作業の指示 |
[A] 遺伝子変異と重いアレルギー症状についての提示文によると、男の子の患者で変異が見つかった遺伝子の名前は何ですか。
[B] 遺伝子変異と重いアレルギー症状についての提示文を、最後の文のあとから引き継いで書いてください。

提示文 |
##############################

脱毛症や重いアトピー性皮膚炎などを引き起こす遺伝子変異を発見し、この遺伝子の働きを抑える薬を患者に投与して症状を改善することに成功したと国立成育医療研究センターなどのグループが発表しました。
アレルギーの病気には生活環境だけでなく、遺伝的な要因が影響するものもあり、原因となる遺伝子を調べる研究が進められています。
国立成育医療研究センターの森田英明研究部長らのグループは脱毛症やアトピー性皮膚炎など重いアレルギーの症状があるものの、炎症を抑えるステロイド剤など一般的な治療で症状が改善しなかった男の子の患者について、原因を調べようと遺伝子を詳しく解析しました。

その結果、「JAK1(ジャック・ワン)」という遺伝子にこれまで知られていなかったわずかな変異が見つかり、細胞を使った実験でこの変異が炎症反応を引き起こしていると分かったということです。

##############################

コレクションに保存された項目:
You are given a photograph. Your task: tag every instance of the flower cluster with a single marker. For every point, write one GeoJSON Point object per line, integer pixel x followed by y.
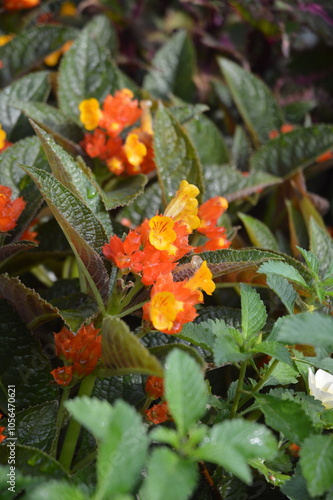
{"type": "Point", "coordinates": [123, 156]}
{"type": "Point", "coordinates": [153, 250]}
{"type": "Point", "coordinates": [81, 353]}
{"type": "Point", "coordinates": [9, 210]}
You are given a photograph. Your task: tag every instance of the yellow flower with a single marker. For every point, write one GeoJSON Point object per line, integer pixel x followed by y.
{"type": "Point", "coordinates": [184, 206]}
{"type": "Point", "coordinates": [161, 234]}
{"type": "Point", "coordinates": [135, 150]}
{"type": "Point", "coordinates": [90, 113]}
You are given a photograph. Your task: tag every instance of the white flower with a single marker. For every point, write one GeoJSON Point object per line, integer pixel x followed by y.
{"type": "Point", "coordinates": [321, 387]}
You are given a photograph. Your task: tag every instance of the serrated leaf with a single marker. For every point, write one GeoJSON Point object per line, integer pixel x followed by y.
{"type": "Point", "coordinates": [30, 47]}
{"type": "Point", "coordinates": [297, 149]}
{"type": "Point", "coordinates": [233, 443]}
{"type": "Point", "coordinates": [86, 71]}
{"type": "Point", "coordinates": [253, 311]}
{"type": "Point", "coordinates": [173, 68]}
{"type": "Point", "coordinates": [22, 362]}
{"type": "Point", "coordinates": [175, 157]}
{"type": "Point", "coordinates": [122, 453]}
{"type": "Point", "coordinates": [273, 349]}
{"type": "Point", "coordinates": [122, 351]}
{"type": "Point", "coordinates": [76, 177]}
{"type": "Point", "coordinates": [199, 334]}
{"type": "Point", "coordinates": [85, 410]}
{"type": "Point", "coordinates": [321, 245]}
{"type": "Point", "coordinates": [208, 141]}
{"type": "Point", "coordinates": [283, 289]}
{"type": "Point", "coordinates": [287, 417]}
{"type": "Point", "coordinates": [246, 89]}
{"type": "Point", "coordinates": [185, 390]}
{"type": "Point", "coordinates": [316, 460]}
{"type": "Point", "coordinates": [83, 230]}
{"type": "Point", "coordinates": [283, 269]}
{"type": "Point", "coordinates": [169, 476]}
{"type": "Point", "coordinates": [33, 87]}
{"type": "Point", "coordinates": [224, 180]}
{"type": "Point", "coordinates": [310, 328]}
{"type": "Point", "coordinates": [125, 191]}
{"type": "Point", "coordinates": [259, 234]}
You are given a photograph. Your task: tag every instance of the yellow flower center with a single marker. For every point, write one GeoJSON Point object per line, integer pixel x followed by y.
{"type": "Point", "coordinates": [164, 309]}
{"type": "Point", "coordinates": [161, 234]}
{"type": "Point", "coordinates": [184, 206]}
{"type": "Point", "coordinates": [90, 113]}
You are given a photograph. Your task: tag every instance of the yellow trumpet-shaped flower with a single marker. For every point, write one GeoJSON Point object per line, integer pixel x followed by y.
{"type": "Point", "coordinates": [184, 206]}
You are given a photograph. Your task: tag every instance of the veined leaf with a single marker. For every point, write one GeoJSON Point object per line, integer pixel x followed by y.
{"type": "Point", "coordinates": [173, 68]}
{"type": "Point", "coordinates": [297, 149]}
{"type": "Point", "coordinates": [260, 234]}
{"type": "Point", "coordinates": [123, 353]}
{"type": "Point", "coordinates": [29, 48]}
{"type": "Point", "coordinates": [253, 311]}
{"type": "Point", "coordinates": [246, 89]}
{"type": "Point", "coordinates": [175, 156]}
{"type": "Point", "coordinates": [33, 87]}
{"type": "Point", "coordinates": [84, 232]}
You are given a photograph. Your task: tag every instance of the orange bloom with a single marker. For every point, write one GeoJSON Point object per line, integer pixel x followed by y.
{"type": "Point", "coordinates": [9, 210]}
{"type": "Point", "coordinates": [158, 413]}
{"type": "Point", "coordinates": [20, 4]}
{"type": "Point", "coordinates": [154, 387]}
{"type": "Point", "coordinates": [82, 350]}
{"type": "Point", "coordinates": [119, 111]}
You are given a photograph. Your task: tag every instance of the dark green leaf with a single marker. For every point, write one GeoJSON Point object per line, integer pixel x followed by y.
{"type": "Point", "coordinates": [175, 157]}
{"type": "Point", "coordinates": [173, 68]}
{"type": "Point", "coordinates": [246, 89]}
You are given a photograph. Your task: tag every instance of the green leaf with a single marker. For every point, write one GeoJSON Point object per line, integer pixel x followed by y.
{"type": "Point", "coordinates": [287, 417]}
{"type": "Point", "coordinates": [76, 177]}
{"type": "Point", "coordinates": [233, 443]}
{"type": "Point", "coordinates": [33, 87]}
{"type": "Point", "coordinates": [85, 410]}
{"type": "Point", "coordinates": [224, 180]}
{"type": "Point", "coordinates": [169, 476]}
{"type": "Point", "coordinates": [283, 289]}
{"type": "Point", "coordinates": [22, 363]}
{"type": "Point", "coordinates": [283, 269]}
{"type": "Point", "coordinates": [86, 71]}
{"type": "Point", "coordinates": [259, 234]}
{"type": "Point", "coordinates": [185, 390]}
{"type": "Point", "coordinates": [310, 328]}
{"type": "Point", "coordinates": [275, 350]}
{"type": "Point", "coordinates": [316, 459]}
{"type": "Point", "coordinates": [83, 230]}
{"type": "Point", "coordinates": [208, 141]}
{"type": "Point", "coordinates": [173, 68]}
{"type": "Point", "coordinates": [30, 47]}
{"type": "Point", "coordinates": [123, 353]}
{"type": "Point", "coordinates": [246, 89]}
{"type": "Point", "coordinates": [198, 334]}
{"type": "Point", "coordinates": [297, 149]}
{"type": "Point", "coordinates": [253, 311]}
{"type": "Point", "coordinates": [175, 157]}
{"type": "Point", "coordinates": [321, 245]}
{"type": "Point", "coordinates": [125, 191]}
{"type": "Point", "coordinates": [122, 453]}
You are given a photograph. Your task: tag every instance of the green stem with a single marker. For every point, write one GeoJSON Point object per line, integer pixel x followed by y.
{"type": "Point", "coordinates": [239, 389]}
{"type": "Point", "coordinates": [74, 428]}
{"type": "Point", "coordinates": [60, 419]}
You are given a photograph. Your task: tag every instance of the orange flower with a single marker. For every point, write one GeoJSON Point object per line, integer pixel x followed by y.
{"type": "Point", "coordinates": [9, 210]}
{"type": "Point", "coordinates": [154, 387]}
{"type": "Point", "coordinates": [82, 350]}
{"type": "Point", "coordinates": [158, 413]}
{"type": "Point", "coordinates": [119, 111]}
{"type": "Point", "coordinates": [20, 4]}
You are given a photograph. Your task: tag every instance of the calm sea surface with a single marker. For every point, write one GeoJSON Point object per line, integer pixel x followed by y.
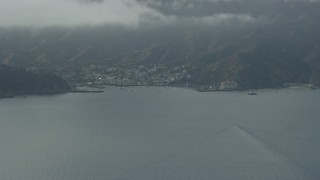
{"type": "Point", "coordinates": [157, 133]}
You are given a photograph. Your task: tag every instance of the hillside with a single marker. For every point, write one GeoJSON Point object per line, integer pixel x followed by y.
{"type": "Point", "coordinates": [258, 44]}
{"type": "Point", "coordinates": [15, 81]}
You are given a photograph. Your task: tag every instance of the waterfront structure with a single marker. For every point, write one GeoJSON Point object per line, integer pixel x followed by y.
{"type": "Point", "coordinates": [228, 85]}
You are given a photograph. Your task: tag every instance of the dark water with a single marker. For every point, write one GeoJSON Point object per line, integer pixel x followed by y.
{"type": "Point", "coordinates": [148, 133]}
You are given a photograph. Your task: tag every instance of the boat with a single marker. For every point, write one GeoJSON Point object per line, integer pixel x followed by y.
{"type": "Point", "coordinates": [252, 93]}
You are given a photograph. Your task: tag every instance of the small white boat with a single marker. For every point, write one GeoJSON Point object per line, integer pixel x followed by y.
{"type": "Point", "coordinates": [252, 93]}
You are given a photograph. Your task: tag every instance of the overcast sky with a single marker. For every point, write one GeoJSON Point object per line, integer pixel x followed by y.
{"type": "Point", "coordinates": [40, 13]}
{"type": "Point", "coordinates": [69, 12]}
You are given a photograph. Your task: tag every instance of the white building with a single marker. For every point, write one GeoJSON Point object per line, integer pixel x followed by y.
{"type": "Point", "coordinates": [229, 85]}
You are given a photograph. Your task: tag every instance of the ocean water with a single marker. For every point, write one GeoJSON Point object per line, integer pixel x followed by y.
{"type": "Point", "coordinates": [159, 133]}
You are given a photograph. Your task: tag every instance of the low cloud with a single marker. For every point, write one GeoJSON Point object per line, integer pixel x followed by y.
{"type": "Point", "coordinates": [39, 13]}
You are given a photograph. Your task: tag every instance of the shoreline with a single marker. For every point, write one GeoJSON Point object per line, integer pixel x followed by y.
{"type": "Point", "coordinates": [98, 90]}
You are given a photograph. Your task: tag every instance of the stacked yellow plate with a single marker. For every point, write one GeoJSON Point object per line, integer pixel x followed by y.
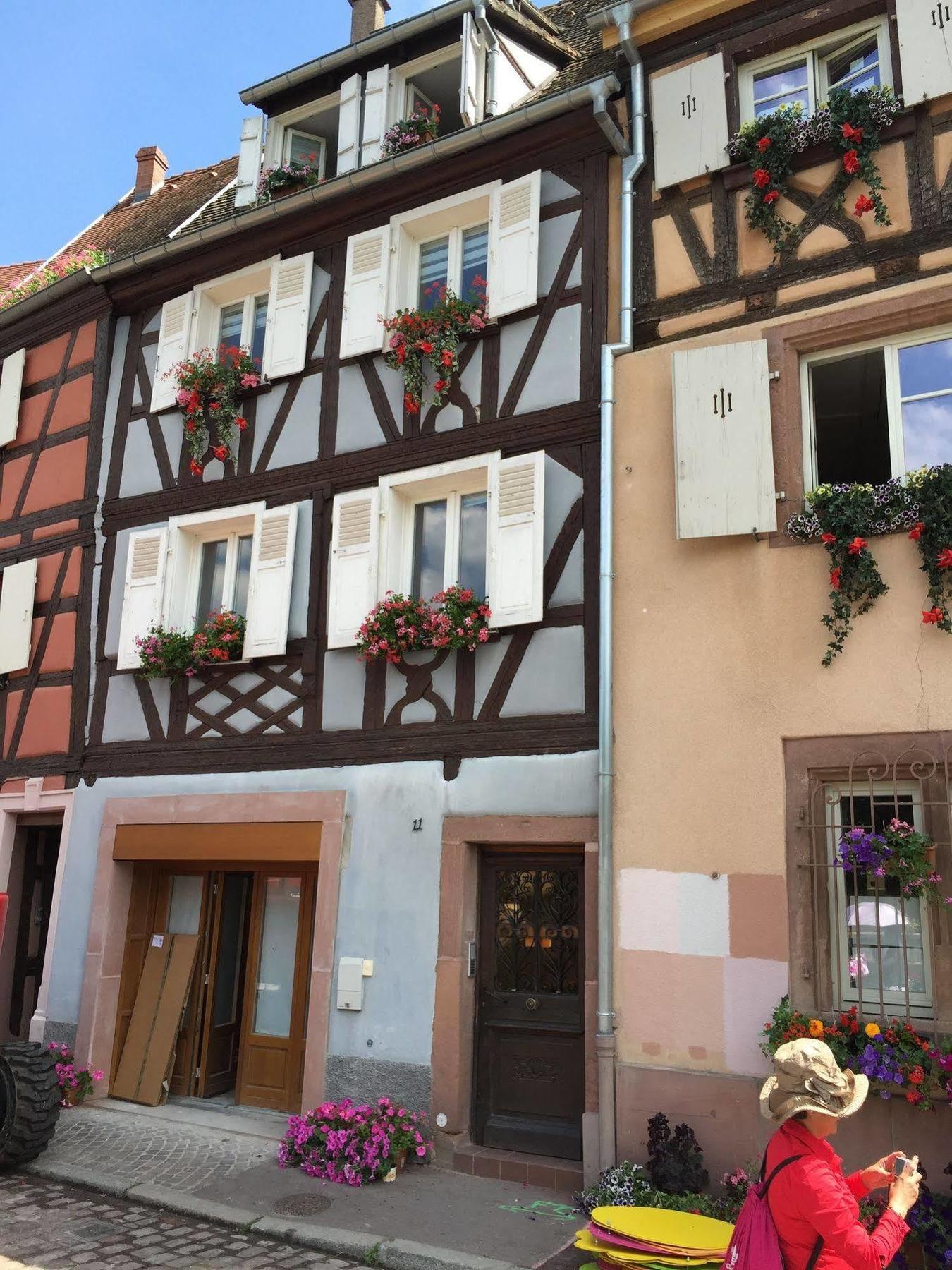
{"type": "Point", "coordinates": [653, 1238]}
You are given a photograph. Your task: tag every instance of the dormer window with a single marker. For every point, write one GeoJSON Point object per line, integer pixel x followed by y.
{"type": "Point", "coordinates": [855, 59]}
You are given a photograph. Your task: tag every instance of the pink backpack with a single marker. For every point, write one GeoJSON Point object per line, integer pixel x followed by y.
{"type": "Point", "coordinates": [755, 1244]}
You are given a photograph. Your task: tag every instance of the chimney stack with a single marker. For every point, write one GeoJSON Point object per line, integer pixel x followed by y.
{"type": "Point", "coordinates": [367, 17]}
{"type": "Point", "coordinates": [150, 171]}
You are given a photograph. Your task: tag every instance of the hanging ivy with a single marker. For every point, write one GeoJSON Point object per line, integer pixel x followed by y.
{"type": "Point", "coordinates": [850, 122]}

##############################

記入した解答 |
[A] 「JAK1(ジャック・ワン)」という遺伝子です。

[B]
この遺伝子の働きを抑える薬はすでに実用化されていて、男の子に投与したところ、およそ5か月後には脱毛症がほぼ治り、皮膚炎も改善したということです。

森田研究部長は「アレルギーの原因を調べる遺伝子検査は実用化されておらず、今回の患者のように対応する薬があっても治療に結び付かないケースは一定数あるとみられる。薬がない場合も開発につなげることができるので、遺伝子検査の実用化を目指すべきだ」と話していました。